◆ WHAT YOU NEED TO DO
Edit the data below by replacing every "pixel coordinates" with "image coordinates" and leaving everything else unchanged. Omit the pictures from your answer.

(Image annotation data)
-*-*-

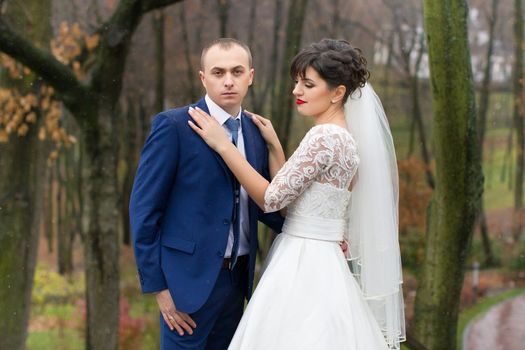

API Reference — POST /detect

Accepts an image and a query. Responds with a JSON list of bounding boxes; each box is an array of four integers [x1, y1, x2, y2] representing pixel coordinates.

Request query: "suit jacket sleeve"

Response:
[[129, 114, 178, 293]]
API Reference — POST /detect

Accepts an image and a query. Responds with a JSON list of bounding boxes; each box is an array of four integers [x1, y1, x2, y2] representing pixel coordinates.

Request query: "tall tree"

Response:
[[217, 0, 230, 38], [152, 9, 166, 113], [513, 0, 525, 240], [414, 0, 483, 350], [0, 0, 180, 350], [272, 0, 308, 152], [478, 0, 499, 266], [0, 0, 51, 350]]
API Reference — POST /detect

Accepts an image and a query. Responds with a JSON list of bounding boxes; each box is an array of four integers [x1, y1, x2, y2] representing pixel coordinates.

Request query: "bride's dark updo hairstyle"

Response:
[[290, 39, 370, 104]]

-*-*-

◆ OUTPUT FOR THIS EXERCISE
API Reference — POST /detect

Accepts an image and a query. Responds with a JSON list of bounding boxes; each box is an array of four integers [x1, y1, x2, y2] representing image coordinates.

Request query: "suit jacket sleeve"

Response:
[[129, 114, 178, 293]]
API Reference — POST /detect

Accepts an image and a query. Responds with a JSON list of bounding boxes; each box is an array of four integers [x1, y1, x2, y2] representing image coordinates.

Request query: "tall tree"

Response:
[[217, 0, 230, 38], [152, 9, 166, 113], [513, 0, 525, 240], [414, 0, 483, 350], [0, 0, 180, 350], [272, 0, 308, 152], [478, 0, 499, 266], [0, 0, 51, 350]]
API Reference — POST /detect

Accepts an image and a query. Responds with a JSON list of bounding boxes; each box is an array of four integers [x1, y1, x2, y2] representing image coordinates.

Request query: "bride's dark updo hairstyle"

Response:
[[290, 39, 370, 104]]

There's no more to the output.